PROVIDED ENTRIES below:
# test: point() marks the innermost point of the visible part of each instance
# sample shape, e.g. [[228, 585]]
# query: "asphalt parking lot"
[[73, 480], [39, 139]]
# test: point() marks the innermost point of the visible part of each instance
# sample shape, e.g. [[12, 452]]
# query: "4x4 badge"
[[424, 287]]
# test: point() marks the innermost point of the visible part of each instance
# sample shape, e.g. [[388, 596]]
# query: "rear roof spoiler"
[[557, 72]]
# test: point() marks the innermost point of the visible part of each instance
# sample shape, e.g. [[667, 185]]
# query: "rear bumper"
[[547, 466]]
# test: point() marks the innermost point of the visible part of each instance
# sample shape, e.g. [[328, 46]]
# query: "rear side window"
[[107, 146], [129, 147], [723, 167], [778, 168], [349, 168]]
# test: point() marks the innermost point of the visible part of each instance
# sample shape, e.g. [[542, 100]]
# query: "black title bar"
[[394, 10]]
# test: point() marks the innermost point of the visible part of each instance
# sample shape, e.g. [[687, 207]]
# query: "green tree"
End of PROVIDED ENTRIES.
PROVIDED ENTRIES below:
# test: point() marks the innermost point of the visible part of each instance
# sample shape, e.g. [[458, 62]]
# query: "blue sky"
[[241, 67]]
End of PROVIDED ENTRIES.
### TASK DIRECTIONS
How many lines of the listing contain the word "shape"? Reply with only the number.

### TASK ANSWER
8